CHALLENGE
Edit the data below, from the line containing "point: rectangular wall mirror" through the end, so that "oblong" replaces "rectangular" wherever it appears, and leave everything else unchanged. Return only those lines.

_ _ _ _ _ _ _

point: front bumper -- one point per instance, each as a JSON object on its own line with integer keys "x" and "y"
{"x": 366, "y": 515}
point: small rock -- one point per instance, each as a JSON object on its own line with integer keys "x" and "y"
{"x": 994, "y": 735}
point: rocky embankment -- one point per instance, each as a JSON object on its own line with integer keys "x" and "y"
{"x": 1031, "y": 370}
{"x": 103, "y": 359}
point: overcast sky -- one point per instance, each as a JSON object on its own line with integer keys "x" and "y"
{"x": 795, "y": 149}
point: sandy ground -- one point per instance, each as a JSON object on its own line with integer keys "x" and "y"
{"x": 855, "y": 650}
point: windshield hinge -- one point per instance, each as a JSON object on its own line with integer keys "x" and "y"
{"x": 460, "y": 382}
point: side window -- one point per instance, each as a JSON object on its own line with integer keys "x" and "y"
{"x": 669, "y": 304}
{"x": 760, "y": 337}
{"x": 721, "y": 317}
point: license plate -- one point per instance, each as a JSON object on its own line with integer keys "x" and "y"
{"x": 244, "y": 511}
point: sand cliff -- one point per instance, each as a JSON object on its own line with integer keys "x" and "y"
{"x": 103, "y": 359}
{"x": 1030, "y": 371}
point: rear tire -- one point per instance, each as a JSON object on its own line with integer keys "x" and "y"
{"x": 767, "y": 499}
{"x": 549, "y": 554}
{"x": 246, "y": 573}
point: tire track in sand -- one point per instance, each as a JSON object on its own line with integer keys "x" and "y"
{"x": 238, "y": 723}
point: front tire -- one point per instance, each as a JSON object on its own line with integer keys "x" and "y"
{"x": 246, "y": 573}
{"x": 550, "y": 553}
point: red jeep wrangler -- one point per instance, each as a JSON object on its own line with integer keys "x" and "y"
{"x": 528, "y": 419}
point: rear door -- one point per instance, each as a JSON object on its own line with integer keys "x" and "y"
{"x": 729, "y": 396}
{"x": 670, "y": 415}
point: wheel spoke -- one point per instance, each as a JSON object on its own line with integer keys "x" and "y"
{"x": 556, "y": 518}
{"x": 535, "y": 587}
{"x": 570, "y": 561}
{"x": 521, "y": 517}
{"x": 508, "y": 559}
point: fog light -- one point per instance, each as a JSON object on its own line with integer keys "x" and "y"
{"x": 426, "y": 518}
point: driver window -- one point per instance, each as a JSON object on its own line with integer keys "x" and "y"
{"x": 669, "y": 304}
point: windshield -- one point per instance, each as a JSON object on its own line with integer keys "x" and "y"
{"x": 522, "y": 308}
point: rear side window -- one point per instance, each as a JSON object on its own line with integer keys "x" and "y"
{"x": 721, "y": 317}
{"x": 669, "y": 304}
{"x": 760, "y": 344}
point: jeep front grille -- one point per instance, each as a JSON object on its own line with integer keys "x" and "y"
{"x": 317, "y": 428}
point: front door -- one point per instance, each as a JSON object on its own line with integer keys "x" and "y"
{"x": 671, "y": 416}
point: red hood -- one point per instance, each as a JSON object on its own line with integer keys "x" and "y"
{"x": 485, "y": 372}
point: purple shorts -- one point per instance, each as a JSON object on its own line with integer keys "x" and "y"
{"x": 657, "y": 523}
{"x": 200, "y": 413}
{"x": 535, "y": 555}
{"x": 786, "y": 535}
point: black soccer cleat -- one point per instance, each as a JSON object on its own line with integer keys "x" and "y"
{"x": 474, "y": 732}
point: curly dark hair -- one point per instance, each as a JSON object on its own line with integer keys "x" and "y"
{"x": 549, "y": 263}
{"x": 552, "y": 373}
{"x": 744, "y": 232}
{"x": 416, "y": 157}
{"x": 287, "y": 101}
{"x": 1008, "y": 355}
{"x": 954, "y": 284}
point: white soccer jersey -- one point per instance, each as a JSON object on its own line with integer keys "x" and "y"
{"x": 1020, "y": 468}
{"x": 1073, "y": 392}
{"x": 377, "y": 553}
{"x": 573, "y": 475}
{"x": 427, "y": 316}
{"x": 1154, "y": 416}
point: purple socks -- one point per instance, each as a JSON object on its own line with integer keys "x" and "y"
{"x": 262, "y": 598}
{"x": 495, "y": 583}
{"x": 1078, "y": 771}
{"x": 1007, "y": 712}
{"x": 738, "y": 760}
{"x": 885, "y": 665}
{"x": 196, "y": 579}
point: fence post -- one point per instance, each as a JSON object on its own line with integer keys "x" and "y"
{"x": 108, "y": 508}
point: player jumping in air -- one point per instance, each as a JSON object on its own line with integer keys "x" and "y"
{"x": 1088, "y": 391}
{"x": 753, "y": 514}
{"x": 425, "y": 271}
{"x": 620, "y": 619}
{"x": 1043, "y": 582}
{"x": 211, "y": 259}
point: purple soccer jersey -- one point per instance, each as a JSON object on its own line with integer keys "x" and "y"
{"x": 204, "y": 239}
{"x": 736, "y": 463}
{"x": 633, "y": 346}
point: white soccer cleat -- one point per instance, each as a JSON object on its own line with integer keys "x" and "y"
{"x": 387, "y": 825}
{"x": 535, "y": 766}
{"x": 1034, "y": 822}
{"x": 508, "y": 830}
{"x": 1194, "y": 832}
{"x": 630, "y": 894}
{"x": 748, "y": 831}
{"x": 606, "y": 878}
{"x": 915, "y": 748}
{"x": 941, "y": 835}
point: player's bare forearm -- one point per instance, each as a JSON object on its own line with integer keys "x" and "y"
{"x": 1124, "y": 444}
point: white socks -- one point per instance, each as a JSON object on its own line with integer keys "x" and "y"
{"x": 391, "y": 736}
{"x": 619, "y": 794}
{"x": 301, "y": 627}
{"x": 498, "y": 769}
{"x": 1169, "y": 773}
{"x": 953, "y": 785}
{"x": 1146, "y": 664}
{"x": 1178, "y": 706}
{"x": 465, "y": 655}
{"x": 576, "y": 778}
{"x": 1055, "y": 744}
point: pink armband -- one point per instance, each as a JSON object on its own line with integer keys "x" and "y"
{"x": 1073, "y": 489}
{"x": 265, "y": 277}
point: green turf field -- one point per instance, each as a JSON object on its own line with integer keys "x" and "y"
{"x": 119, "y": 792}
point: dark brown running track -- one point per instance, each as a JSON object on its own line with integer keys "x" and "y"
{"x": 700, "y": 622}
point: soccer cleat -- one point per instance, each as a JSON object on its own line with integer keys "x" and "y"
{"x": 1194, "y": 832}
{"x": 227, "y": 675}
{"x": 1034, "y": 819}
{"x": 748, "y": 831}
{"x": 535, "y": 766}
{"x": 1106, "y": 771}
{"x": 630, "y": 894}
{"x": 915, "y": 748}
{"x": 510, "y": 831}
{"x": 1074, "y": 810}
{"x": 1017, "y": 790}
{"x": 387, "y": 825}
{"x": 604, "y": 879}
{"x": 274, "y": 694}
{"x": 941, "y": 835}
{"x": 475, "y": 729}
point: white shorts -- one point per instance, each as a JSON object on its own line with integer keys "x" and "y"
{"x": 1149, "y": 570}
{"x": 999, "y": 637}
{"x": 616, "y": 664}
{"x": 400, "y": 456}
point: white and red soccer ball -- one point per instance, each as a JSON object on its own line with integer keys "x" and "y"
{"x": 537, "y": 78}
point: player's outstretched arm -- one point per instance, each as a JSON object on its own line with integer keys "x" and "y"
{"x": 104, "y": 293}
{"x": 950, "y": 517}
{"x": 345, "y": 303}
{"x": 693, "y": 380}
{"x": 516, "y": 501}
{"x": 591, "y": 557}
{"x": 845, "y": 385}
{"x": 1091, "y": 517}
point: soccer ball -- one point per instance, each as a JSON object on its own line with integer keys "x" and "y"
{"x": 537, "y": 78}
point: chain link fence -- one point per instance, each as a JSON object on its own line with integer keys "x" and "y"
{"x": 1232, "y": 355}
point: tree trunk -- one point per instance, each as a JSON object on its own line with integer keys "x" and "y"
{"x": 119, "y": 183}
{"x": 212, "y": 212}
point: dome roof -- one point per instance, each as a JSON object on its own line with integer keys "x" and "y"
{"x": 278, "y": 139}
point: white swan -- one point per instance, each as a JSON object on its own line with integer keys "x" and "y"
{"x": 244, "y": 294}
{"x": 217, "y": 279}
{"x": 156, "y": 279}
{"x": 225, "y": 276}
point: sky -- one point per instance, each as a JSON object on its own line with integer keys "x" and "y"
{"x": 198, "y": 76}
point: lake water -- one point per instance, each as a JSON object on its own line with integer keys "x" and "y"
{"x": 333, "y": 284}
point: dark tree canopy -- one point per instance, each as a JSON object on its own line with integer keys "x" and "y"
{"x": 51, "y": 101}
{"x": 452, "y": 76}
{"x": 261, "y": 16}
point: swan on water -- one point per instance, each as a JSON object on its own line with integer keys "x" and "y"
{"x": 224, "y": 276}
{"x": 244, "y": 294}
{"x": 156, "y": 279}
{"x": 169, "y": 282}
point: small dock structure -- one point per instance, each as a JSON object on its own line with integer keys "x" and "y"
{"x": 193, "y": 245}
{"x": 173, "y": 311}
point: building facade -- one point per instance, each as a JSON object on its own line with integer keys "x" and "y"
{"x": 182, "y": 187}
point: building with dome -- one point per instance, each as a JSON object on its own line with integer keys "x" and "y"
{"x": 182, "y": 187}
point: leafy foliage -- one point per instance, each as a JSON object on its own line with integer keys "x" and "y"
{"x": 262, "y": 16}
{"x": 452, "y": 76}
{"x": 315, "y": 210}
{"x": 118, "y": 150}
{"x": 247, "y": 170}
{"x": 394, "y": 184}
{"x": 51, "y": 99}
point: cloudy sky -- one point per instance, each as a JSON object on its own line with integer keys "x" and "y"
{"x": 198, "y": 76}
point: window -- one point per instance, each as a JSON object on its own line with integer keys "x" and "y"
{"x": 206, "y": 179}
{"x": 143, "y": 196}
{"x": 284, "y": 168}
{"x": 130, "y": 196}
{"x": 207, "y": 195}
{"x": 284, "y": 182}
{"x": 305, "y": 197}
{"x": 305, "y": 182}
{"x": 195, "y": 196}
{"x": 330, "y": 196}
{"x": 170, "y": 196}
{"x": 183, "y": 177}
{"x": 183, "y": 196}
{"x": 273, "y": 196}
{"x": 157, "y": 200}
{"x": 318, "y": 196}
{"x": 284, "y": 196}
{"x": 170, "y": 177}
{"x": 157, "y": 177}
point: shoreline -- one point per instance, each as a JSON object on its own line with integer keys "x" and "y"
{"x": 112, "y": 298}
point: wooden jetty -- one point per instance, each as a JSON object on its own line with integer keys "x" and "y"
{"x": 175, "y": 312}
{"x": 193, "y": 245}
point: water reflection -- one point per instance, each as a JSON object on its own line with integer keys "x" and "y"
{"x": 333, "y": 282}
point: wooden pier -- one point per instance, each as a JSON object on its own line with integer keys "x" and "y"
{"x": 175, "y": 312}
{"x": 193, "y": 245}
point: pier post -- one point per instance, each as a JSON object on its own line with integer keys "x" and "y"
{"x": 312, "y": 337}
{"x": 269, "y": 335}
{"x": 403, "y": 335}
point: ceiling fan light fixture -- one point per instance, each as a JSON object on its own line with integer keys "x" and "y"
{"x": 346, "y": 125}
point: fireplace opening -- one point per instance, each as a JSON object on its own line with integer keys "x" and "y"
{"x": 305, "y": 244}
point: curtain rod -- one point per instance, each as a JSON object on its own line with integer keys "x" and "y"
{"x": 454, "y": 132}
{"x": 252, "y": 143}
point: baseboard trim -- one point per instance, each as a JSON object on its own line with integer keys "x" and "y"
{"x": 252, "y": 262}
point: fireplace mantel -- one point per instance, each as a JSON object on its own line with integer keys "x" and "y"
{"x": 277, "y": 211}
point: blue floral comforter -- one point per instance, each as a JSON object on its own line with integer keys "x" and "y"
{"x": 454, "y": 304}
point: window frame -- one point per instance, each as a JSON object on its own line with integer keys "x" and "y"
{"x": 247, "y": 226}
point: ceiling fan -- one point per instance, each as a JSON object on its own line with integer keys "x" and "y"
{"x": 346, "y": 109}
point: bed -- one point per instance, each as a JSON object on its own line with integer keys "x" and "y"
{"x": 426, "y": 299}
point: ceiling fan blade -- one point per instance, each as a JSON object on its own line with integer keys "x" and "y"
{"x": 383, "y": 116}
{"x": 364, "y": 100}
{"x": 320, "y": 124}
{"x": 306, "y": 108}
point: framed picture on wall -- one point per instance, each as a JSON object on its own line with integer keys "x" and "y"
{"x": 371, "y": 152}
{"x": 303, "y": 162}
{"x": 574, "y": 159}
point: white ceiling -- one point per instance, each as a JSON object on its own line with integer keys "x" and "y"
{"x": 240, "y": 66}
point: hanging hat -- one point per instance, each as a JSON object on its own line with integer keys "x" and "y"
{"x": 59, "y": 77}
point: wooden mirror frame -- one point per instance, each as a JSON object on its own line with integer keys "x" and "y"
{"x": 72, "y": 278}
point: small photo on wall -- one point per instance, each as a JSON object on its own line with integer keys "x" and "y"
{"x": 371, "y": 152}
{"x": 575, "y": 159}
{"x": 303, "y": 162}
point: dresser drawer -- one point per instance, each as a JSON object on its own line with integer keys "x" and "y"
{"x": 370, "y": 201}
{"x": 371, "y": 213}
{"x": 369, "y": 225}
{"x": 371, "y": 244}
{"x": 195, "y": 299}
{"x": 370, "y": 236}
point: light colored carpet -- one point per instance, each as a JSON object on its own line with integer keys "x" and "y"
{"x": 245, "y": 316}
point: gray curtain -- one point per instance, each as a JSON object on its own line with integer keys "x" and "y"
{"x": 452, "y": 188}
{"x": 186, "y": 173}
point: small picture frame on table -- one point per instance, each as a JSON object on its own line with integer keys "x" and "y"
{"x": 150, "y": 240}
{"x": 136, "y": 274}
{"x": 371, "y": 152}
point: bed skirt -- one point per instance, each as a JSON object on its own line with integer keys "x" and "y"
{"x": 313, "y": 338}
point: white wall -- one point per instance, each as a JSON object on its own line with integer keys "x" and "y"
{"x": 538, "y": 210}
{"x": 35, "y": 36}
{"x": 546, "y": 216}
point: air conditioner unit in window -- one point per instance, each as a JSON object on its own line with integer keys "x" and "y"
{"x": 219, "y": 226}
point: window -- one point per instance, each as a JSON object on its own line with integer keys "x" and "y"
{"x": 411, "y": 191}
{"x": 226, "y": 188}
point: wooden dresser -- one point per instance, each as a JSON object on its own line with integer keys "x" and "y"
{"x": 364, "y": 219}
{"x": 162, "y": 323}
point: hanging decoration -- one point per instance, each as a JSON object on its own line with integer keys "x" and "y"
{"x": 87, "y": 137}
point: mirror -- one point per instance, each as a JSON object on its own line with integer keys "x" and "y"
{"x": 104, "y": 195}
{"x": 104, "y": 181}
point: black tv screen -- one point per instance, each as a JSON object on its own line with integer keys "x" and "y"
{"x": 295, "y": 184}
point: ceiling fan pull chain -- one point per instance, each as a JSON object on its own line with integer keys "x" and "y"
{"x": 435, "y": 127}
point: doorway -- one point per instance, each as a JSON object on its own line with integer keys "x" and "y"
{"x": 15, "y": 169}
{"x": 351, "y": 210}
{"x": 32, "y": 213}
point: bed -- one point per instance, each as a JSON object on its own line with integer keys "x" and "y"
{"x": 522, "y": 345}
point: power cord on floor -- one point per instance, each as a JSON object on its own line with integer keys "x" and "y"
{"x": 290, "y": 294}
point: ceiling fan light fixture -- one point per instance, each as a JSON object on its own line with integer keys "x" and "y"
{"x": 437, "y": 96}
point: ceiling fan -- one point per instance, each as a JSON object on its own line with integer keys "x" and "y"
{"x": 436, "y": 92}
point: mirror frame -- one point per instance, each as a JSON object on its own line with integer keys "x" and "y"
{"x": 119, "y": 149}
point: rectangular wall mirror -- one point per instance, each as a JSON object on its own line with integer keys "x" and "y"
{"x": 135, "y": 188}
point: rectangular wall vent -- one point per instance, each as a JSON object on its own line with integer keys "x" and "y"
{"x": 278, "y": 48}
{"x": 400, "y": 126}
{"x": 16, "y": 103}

_ _ _ _ _ _ _

THE ANSWER
point: oblong wall mirror -- one point per instance, each as a JSON object on its own line with integer keys "x" and "y"
{"x": 135, "y": 188}
point: oblong wall vent -- one point per instance, each as a JSON object on its own line with integer keys "x" and "y"
{"x": 278, "y": 48}
{"x": 400, "y": 126}
{"x": 16, "y": 103}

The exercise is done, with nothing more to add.